Image point grounding data
++++++++++++++++++++

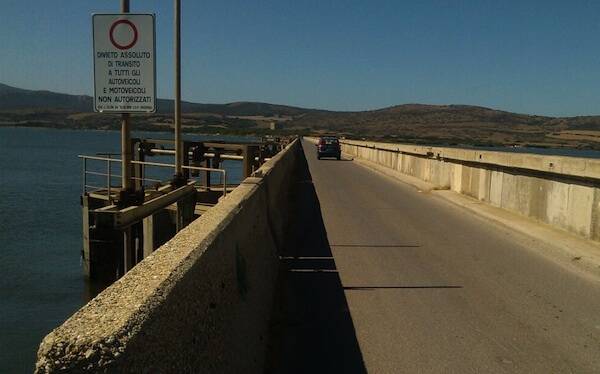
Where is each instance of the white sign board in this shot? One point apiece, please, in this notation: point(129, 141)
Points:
point(124, 63)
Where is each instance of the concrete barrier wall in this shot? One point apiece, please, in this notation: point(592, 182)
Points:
point(200, 303)
point(560, 191)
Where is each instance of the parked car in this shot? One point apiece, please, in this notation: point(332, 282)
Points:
point(329, 146)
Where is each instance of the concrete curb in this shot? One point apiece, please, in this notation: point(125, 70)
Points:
point(564, 248)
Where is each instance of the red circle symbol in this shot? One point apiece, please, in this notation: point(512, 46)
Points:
point(133, 29)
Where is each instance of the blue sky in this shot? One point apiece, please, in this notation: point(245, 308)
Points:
point(538, 57)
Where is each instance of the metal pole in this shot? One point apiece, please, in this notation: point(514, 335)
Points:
point(126, 168)
point(178, 143)
point(125, 135)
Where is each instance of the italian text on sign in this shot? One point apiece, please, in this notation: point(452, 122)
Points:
point(124, 63)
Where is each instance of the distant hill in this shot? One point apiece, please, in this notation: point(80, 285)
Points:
point(18, 98)
point(414, 123)
point(12, 98)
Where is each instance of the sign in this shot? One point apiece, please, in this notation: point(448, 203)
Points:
point(124, 63)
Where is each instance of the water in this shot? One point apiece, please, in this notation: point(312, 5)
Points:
point(41, 278)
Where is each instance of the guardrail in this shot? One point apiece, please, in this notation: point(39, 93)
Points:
point(109, 174)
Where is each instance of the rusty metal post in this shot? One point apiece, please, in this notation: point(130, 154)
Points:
point(126, 170)
point(178, 142)
point(125, 134)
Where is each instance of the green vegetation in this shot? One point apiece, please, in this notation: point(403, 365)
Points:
point(410, 123)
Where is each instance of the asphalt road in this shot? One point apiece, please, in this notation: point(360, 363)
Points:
point(418, 285)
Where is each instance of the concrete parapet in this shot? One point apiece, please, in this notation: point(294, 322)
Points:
point(557, 190)
point(200, 303)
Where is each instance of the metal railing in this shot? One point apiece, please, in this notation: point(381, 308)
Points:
point(109, 174)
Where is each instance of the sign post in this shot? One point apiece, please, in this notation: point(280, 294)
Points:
point(124, 63)
point(124, 72)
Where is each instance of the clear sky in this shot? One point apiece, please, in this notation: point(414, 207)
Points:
point(538, 57)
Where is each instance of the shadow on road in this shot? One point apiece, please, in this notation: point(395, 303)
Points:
point(312, 331)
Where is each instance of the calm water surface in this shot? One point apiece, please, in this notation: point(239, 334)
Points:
point(41, 281)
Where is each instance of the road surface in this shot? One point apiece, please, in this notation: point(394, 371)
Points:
point(393, 280)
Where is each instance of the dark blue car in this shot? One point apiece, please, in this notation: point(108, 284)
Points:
point(329, 146)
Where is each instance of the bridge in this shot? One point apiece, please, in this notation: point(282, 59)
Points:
point(398, 258)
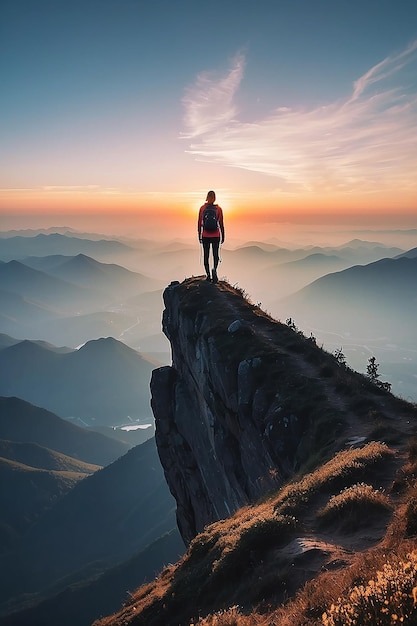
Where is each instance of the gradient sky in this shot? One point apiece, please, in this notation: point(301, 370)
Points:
point(295, 109)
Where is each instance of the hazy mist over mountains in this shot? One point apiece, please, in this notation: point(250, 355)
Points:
point(68, 288)
point(81, 332)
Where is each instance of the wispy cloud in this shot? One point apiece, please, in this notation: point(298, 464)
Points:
point(365, 142)
point(209, 103)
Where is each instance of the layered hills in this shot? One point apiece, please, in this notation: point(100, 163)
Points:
point(109, 519)
point(103, 383)
point(293, 474)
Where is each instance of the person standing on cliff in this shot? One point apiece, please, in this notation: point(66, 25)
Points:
point(210, 230)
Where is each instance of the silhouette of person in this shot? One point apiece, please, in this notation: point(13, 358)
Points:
point(210, 230)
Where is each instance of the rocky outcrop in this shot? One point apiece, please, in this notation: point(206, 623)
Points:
point(240, 407)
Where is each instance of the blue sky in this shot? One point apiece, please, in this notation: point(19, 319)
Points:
point(137, 102)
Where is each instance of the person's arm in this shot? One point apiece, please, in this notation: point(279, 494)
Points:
point(199, 222)
point(221, 224)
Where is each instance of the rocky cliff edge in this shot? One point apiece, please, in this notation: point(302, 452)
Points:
point(247, 402)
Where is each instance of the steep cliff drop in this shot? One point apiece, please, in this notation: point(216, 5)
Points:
point(245, 403)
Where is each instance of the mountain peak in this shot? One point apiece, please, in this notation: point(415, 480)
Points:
point(247, 402)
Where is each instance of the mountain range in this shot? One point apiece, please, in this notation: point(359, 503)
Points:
point(103, 383)
point(103, 521)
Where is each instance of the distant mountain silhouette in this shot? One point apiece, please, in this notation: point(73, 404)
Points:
point(82, 602)
point(103, 520)
point(42, 245)
point(374, 298)
point(85, 271)
point(103, 382)
point(43, 289)
point(22, 422)
point(70, 300)
point(27, 490)
point(36, 456)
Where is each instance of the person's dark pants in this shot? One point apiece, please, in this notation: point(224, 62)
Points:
point(215, 243)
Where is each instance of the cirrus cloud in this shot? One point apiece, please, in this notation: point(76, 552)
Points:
point(364, 143)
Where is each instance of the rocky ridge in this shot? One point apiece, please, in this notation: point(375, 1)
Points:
point(247, 402)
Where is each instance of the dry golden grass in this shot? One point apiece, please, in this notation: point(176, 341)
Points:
point(388, 598)
point(353, 506)
point(336, 473)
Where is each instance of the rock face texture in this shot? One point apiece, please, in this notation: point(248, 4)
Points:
point(239, 410)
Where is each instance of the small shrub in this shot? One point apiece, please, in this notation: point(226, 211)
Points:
point(340, 357)
point(411, 517)
point(353, 506)
point(389, 599)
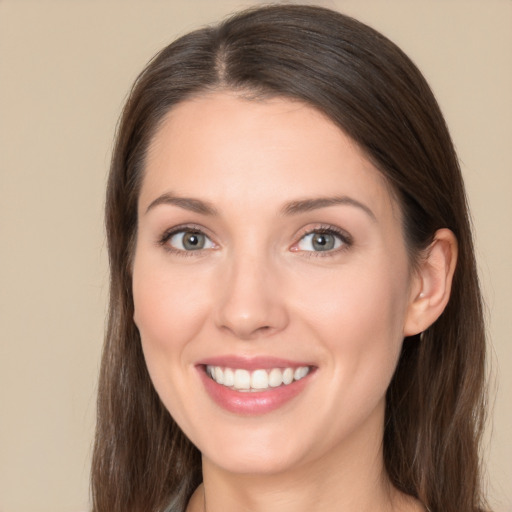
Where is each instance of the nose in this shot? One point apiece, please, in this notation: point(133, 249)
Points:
point(250, 300)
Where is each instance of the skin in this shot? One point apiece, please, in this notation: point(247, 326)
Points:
point(260, 289)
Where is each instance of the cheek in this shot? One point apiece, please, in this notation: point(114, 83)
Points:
point(359, 317)
point(169, 311)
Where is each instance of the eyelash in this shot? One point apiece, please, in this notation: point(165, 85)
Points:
point(343, 236)
point(187, 228)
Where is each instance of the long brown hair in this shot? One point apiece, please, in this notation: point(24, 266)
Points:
point(371, 90)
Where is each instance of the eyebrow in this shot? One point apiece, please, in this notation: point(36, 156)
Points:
point(307, 205)
point(291, 208)
point(193, 205)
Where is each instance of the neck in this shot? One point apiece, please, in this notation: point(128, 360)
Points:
point(351, 476)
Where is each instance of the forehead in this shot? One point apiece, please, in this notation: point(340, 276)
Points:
point(223, 148)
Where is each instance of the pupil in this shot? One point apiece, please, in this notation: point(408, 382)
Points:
point(323, 242)
point(193, 241)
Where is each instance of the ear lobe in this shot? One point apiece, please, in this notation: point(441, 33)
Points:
point(432, 283)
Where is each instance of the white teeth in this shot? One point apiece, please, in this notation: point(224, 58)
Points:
point(258, 380)
point(275, 377)
point(229, 377)
point(288, 376)
point(242, 379)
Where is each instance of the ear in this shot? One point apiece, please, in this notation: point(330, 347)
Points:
point(432, 283)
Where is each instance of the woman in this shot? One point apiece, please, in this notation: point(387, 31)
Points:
point(295, 313)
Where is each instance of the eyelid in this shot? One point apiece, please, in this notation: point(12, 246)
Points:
point(341, 234)
point(183, 228)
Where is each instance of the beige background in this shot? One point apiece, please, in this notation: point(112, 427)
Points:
point(65, 68)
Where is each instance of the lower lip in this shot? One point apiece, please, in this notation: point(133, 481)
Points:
point(252, 402)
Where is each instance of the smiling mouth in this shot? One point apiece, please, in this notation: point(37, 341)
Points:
point(258, 380)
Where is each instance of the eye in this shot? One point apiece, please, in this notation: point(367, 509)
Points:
point(189, 240)
point(321, 241)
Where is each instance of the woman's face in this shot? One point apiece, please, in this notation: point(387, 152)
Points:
point(271, 283)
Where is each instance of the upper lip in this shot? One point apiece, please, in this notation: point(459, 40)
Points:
point(251, 363)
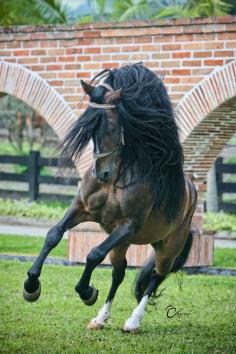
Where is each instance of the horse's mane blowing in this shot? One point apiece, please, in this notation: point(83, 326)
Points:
point(152, 150)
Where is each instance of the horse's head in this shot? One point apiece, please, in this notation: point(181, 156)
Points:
point(108, 137)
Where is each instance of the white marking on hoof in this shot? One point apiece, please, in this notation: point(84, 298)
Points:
point(99, 321)
point(92, 299)
point(31, 297)
point(133, 323)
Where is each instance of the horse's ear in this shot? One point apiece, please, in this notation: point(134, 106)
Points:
point(113, 96)
point(88, 89)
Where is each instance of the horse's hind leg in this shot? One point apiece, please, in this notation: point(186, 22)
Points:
point(118, 261)
point(167, 251)
point(133, 323)
point(73, 216)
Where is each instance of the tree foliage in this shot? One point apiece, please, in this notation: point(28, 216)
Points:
point(15, 12)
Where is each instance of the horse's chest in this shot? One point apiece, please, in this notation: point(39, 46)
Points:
point(103, 208)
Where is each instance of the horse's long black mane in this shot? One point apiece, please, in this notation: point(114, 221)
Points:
point(152, 145)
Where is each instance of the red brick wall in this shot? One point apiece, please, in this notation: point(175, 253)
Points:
point(185, 51)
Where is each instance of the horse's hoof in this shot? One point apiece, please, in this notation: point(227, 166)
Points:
point(93, 297)
point(31, 297)
point(95, 326)
point(131, 330)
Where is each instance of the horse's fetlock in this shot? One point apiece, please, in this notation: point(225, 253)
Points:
point(95, 256)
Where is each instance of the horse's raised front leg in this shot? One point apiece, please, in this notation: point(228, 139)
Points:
point(119, 263)
point(73, 217)
point(119, 235)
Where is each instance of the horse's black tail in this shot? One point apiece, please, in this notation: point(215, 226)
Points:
point(143, 278)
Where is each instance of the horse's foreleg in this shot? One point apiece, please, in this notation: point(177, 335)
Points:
point(73, 216)
point(118, 261)
point(118, 236)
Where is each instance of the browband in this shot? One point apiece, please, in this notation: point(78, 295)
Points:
point(103, 105)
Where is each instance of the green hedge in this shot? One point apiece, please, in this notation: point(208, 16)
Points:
point(38, 210)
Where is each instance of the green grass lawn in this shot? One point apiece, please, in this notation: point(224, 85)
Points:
point(56, 323)
point(31, 245)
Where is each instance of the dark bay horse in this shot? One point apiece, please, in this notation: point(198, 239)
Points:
point(135, 189)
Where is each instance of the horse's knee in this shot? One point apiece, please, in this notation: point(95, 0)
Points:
point(95, 256)
point(53, 237)
point(164, 264)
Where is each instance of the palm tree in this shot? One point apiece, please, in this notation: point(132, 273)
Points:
point(24, 12)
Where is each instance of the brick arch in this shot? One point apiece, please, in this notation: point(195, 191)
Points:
point(207, 118)
point(29, 87)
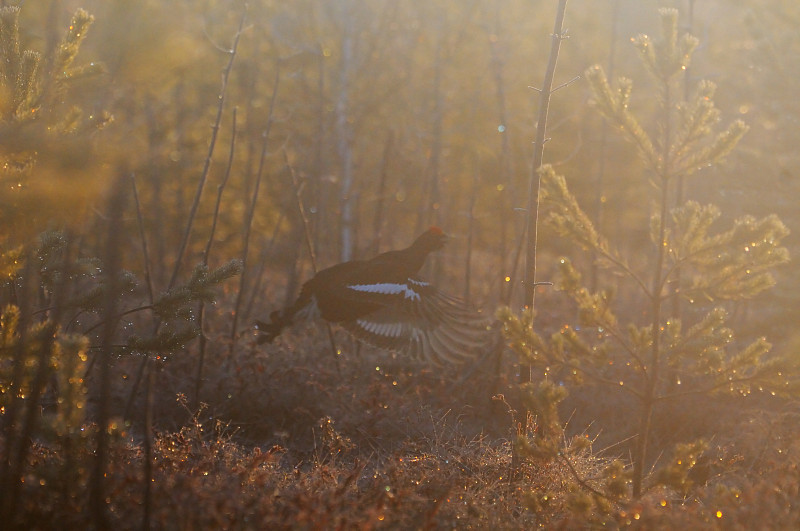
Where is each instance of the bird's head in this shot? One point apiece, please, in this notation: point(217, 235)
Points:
point(432, 239)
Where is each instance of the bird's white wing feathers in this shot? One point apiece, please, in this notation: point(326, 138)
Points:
point(424, 323)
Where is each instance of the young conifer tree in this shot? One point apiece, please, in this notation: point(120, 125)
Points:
point(665, 355)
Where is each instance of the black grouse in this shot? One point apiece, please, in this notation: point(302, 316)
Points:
point(383, 302)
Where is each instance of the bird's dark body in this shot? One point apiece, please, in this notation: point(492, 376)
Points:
point(383, 302)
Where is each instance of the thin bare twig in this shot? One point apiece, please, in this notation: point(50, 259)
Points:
point(310, 246)
point(207, 165)
point(252, 210)
point(201, 312)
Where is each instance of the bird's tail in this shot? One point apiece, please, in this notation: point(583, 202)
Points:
point(269, 331)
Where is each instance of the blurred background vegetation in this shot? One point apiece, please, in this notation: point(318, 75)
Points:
point(393, 116)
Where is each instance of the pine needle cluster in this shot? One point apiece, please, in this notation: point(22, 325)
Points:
point(693, 260)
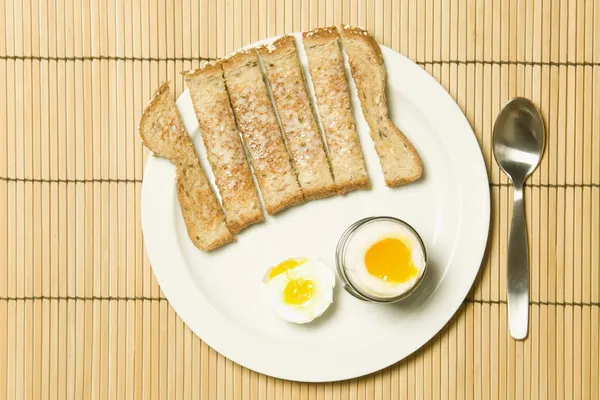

++++++++++++++++++++

**Exercise brief**
Gather all lines of the records that include the word "brick".

**Written answer**
Where is each instance of the red brick wall in this shot? One point apiece, please, in this notation: point(175, 253)
Where is each instance of the brick arch in this shot? One point apiece, please, in this notation: point(195, 191)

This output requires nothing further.